INPUT MATERIAL:
◆ ◆ ◆ ◆ ◆

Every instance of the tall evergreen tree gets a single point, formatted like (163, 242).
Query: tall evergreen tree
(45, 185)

◆ ◆ ◆ ◆ ◆

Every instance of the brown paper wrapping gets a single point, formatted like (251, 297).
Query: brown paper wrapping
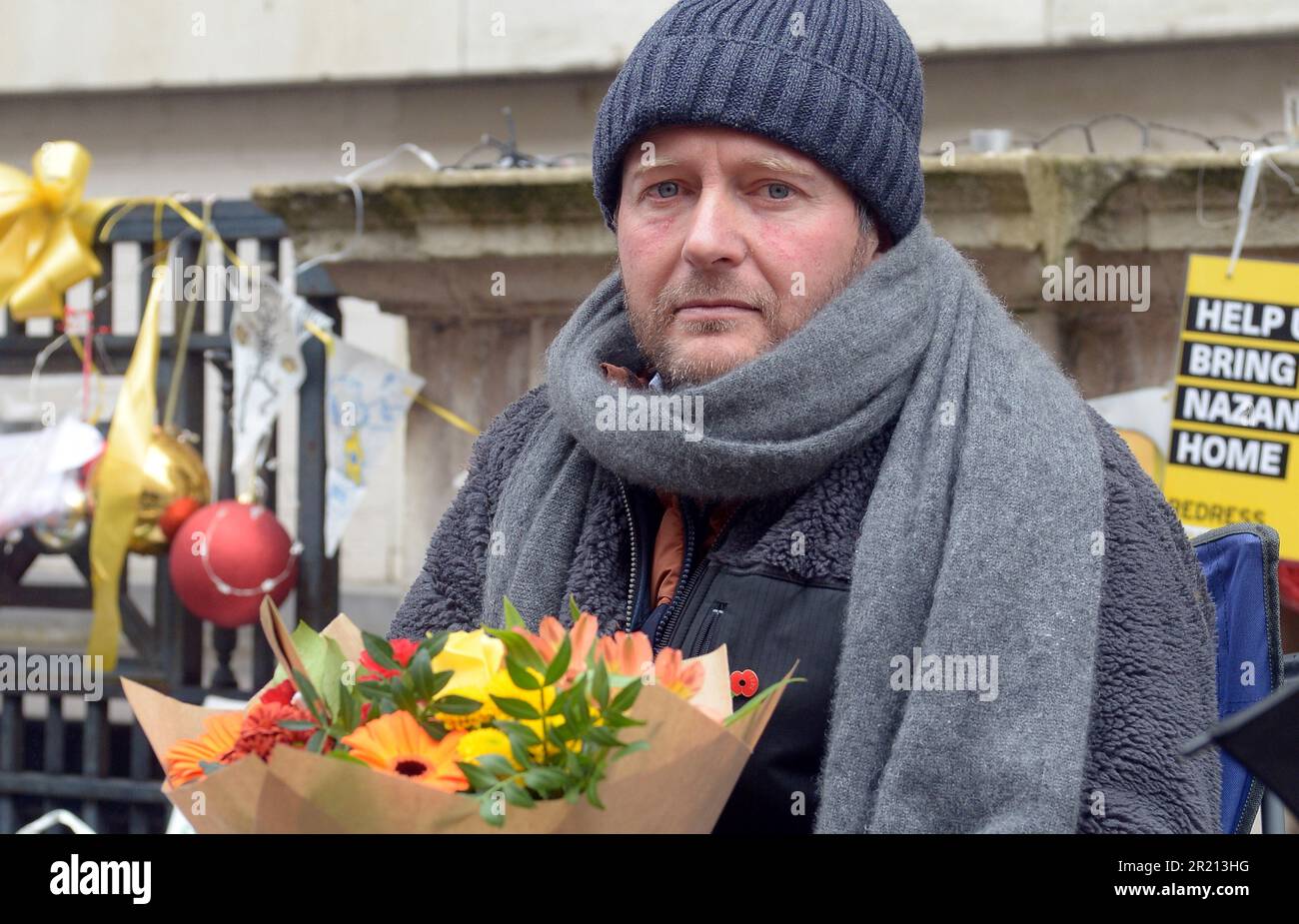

◆ ◆ ◆ ◆ ◆

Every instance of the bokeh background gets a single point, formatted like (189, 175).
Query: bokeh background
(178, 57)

◆ ◆ ◆ ◆ ◆

WHAT IS ASKED: Return every line of the material above that contains the string "bokeh".

ANSWER IN FULL:
Every instance of the bokeh background gets a single point, formatted like (189, 175).
Query: bokeh background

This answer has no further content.